Each of the following records is to be printed verbatim.

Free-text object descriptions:
++++++++++

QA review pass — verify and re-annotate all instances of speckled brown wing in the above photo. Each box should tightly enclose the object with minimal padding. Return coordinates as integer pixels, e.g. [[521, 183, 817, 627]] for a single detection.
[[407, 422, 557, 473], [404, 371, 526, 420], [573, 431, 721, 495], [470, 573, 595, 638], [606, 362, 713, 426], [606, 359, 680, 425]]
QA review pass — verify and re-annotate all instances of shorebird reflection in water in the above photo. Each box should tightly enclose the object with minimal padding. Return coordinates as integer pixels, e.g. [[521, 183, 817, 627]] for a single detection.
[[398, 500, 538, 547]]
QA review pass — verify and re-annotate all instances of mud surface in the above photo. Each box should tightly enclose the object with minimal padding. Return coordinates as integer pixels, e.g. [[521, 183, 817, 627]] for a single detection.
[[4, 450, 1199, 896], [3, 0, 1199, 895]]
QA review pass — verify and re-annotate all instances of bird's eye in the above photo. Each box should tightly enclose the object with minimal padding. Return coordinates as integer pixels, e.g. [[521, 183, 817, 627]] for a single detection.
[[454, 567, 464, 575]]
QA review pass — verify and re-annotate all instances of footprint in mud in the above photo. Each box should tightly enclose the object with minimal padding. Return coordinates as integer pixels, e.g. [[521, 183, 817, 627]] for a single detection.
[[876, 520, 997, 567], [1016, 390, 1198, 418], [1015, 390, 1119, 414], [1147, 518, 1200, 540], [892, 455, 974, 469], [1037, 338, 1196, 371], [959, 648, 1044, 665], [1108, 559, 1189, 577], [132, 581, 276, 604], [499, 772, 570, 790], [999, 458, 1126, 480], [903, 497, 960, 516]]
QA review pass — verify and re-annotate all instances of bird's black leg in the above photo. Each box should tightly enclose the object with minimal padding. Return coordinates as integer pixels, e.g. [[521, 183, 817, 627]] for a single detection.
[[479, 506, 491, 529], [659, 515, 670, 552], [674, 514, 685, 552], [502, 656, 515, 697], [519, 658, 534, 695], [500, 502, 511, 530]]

++++++++++

- OUTPUT OF THE TASK
QA review pass — verify and re-annotate all instances of speckled brown wing in the above photo. Each box should tightly enclose the object with minimal padding. Return coordinates as integer pixels, e.g. [[521, 183, 817, 627]] for a single detection.
[[407, 422, 557, 473], [404, 371, 526, 420], [573, 431, 721, 495], [470, 573, 595, 638], [606, 362, 713, 426], [606, 359, 680, 425]]
QA review pass — verify and re-annotate all instances of shorebird reflection in water in the above photo. Each box should tightly enclose the object with minimal padding. Return coordinates as integer pixels, e.g. [[521, 183, 817, 627]] for a single detection.
[[398, 500, 538, 547]]
QA review pass — verify and re-annotate all instances of mud surface in the above photo. Each box should tightly enclose the object with minimal padding. Return coordinates as integer pixels, e.g. [[521, 183, 817, 627]] for a single detection.
[[4, 450, 1199, 896], [3, 0, 1199, 895]]
QA review pass — verify and re-annotate all instances of bird's eye in the above photo. Each box should tightly enclose the object with minimal padding. Return coordinates as integer pixels, e.g. [[521, 183, 817, 627]] for a single detection.
[[454, 567, 464, 575]]
QA review pass — verify and re-annotate all instances of footprint in mud in the above photo. Each box should tightly enclose the object with minimal padding. Return coordinates as integer pixels, e.g. [[521, 183, 817, 627]] for a single detection.
[[876, 520, 997, 567], [1016, 390, 1198, 418], [1015, 390, 1119, 414], [1147, 518, 1200, 540], [892, 455, 974, 469], [1037, 338, 1196, 371], [959, 648, 1044, 665], [1108, 559, 1189, 577], [132, 581, 276, 604], [499, 772, 570, 790], [999, 458, 1126, 480], [903, 497, 960, 516]]
QA review pass — verify and re-annotate all instances of bird's black leg in the above photo. Each box should tightly enclose the object with minimal padding. Return coordinates as integer pixels, e.g. [[521, 183, 817, 627]] for a single detection.
[[479, 506, 491, 529], [659, 515, 670, 552], [674, 514, 685, 552], [502, 656, 515, 697], [519, 658, 534, 695], [500, 502, 511, 530]]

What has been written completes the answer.